OBJETIVO A — Localize nos registros todas as linhas que contêm a palavra "checkered" e copie cada uma delas.

VERÔNICA GOMES DOS SANTOS

SOBRE INFÂNCIA, EDUCAÇÃO E FAMÍLIA

Em 1998, na cidade de Jundiaí – SP foi aberta a Escola Maria de Magdala, com  o apoio da Pastoral da Mulher, da Prefeitura e da iniciativa privada, destinada a filhos  de prostitutas e ex-prostitutas. Segundo a coordenadoria da escola cerca de 40% das crianças não são alfabetizadas.

A cada ano, o número de prostitutas tem aumentado significativamente estando a cidade de Fortaleza entre os quatro centros de tráfico  de  mulheres  no  Brasil,  perdendo apenas para São Paulo, Rio de Janeiro e Goiânia.

Nas grandes cidades o meretrício cada dia mais cresce e se agiganta, porque a miséria rural alimenta e engrossa a miséria urbana, devido ao êxodo dos campos empobrecidos e o urbanismo insaciável, por sua vez, atua como corruptor por excelência da juventude desprotegida. (TIRADENTES, p.33)

Todavia, em Fortaleza é desconhecida iniciativa semelhante a de Jundiaí. No Art. 2º da LDB encontra-se:

A educação, dever da família e do Estado, inspirada nos princípios de liberdade e nos ideais de solidariedade humana, tem por finalidade o pleno desenvolvimento do educando, seu preparo para o exercício da cidadania e sua qualificação para o trabalho.

Os filhos das meretrizes têm direito à educação. E é um dever dessas mulheres educá-los, juntamente com o Estado.

O Estatuto da Criança e do Adolescente (ECA) assegura:

Art. 4º É dever da família, da comunidade, da sociedade em geral e do poder público assegurar, com absoluta prioridade, a efetivação dos direitos referentes à vida, à saúde, à alimentação, à educação, ao esporte, ao lazer, à profissionalização, à cultura,  à dignidade, ao respeito, à liberdade e à convivência familiar e comunitária.

As primeiras ações educativas exercidas sobre os seres humanos são praticadas pela família, no local de moradia, especialmente pela genitora. Para Simon (1999),

O contexto familiar compreenderia relações intrafamiliares conflituosas em função da educação autoritária dos pais,  ou ainda a total alienação e ausência dos pais frente aos filhos.

REGISTROS —
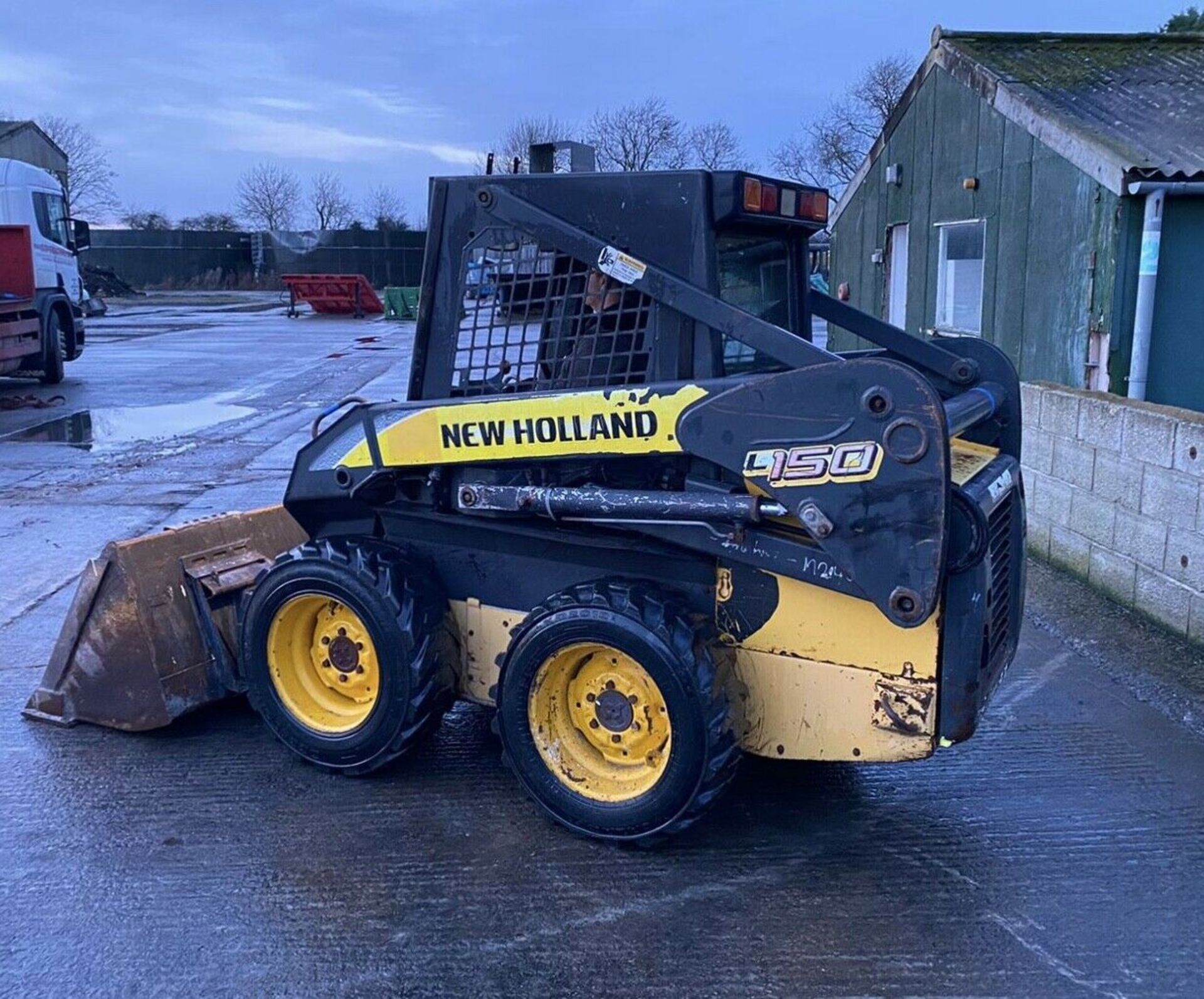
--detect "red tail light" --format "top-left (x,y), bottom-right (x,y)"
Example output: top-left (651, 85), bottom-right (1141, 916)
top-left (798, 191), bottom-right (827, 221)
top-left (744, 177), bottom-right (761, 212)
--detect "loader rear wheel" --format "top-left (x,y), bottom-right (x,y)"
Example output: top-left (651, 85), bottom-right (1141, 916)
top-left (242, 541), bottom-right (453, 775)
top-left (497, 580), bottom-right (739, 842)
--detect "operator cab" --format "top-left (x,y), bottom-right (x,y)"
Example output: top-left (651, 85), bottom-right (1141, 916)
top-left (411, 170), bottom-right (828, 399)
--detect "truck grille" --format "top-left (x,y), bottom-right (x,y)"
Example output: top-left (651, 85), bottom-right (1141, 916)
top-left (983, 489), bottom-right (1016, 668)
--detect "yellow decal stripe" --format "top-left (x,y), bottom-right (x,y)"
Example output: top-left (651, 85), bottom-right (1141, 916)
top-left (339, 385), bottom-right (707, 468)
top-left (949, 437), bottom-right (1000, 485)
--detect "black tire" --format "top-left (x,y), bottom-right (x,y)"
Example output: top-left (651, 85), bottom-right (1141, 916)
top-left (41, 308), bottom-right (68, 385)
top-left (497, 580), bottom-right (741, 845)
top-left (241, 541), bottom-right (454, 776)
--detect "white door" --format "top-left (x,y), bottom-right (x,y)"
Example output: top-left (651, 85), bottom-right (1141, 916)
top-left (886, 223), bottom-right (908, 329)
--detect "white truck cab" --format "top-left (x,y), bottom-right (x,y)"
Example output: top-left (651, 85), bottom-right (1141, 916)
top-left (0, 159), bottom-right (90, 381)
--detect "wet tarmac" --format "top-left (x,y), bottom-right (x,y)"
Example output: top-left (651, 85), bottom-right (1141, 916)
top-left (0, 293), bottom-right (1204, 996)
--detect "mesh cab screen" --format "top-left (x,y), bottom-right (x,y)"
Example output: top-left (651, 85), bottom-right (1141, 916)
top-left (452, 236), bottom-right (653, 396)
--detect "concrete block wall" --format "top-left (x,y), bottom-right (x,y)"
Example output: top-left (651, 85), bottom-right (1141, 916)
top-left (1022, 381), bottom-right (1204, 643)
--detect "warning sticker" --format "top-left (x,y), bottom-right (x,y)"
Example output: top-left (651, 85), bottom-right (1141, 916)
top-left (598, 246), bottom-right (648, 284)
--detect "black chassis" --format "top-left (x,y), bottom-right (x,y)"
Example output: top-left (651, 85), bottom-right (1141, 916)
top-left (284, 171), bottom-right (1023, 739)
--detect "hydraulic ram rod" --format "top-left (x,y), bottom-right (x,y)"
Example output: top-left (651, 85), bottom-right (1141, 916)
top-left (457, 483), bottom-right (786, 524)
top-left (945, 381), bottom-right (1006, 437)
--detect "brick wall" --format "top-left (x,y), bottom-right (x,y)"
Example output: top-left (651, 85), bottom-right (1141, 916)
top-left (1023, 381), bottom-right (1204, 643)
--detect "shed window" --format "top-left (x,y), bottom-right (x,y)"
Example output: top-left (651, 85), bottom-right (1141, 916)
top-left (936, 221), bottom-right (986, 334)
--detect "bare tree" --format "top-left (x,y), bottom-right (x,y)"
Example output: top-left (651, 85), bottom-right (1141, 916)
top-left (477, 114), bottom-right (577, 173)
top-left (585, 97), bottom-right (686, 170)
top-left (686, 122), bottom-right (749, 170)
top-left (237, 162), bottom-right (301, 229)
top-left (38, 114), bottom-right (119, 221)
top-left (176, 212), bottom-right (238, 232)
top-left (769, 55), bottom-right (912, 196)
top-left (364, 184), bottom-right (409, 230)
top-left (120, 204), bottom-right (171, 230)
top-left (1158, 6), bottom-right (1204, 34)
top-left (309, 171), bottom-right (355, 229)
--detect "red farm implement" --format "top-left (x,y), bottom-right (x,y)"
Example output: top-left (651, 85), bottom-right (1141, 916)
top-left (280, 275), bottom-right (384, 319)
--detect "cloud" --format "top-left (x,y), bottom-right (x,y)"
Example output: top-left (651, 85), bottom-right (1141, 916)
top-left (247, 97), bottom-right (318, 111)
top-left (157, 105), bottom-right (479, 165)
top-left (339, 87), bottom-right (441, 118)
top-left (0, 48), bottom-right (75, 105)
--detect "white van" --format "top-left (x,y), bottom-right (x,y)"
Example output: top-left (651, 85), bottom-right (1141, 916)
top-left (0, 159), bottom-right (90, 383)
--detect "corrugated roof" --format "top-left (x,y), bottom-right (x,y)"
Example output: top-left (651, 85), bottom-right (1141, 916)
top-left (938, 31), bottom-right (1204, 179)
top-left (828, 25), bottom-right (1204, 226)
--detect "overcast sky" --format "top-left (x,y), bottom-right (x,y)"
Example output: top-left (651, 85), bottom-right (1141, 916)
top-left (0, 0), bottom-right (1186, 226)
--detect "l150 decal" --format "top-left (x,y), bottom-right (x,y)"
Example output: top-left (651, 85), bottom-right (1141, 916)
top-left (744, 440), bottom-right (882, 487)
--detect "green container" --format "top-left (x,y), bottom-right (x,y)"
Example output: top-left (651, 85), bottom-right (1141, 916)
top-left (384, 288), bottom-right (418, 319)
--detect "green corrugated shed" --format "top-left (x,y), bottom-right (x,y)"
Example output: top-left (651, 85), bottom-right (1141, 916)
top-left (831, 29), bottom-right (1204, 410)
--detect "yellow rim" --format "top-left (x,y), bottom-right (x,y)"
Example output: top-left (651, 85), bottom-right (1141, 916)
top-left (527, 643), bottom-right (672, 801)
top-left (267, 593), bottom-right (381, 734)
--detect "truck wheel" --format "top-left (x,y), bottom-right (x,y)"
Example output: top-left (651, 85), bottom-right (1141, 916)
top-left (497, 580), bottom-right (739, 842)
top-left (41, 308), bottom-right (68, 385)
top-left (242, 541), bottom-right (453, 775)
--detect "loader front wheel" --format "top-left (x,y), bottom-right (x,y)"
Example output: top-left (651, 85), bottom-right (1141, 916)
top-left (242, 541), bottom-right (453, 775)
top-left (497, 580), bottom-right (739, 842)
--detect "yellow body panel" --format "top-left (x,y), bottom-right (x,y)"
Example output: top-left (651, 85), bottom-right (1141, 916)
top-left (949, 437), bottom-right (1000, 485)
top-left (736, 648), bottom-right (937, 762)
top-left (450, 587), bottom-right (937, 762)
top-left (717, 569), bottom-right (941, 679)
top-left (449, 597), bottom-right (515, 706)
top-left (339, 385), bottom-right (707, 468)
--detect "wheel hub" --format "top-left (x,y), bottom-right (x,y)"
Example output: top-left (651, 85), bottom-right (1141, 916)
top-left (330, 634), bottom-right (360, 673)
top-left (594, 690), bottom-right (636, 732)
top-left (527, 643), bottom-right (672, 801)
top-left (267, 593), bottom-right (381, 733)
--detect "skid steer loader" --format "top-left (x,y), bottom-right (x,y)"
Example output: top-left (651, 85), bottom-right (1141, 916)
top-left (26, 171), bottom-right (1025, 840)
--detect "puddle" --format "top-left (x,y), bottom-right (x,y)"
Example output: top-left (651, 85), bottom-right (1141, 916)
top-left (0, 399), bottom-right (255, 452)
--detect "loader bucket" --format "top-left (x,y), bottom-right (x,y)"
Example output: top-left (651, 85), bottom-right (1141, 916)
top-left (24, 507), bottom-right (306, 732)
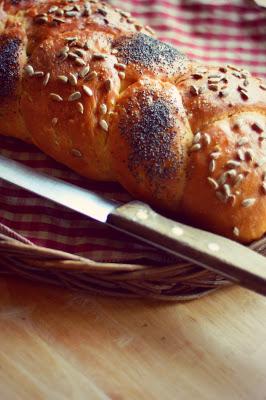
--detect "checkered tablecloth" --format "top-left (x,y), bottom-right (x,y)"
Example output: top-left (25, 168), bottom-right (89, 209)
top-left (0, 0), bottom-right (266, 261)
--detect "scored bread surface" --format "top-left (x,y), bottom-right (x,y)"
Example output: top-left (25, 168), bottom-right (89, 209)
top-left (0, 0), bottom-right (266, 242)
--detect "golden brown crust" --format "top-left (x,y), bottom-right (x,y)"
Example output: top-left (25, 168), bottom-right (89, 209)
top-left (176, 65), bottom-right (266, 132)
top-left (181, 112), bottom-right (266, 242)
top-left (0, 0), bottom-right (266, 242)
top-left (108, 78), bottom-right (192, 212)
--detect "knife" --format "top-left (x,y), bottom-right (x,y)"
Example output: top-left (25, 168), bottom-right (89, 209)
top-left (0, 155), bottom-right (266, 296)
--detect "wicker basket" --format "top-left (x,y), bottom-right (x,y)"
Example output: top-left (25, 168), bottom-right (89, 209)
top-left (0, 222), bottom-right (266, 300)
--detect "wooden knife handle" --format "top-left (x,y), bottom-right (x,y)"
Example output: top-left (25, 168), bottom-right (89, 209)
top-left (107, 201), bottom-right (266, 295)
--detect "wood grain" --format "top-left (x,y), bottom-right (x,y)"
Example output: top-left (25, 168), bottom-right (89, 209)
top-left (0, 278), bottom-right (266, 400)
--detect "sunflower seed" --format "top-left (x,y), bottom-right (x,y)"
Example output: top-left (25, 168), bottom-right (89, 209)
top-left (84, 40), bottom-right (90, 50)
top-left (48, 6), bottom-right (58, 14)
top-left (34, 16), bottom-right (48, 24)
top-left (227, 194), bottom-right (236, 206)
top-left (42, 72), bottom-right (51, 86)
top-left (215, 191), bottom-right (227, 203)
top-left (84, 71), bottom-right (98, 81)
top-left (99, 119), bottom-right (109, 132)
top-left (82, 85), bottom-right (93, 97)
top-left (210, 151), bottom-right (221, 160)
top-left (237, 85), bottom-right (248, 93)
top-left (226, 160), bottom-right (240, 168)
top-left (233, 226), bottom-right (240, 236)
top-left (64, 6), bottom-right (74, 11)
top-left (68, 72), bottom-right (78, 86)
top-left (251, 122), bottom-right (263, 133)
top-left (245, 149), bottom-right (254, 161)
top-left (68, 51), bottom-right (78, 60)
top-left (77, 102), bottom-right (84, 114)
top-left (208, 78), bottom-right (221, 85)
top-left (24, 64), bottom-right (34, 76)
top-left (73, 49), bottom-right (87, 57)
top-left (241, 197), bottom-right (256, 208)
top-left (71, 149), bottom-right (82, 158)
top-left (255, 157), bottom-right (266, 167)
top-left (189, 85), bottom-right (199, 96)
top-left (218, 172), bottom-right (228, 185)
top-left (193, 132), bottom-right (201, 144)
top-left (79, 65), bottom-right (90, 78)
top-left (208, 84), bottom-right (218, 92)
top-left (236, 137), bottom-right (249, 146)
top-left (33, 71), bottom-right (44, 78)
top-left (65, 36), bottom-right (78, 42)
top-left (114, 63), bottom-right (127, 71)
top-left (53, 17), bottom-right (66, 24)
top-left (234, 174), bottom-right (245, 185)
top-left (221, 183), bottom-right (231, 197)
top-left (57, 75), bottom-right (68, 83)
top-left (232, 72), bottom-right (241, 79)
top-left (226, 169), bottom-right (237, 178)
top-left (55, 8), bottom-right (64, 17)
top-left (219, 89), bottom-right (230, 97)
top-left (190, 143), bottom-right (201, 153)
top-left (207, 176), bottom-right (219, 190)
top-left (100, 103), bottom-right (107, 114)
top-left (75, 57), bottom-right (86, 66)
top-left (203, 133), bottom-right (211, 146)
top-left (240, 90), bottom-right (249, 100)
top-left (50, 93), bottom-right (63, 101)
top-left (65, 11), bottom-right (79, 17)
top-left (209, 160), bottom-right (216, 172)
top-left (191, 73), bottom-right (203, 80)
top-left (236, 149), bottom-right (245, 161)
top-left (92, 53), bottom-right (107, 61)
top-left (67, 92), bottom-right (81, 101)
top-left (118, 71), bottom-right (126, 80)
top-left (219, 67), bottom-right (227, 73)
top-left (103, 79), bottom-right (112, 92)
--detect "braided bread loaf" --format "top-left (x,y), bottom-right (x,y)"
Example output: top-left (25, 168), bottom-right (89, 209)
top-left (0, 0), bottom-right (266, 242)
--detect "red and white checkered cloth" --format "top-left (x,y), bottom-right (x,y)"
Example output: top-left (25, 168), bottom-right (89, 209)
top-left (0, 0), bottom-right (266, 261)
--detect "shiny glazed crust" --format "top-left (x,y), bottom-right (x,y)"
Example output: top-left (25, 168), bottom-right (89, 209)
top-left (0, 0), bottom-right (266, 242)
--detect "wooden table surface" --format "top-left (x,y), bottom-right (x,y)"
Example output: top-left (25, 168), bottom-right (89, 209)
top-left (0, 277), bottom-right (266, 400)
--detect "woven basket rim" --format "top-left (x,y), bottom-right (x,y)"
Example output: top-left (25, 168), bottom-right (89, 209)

OBJETIVO B — Quais cidades são mencionadas no texto sobre infância, educação e família? Liste todas.

RESULTADO A —
--detect "checkered tablecloth" --format "top-left (x,y), bottom-right (x,y)"
--detect "red and white checkered cloth" --format "top-left (x,y), bottom-right (x,y)"

RESULTADO B —
Jundiaí
Fortaleza
São Paulo
Rio de Janeiro
Goiânia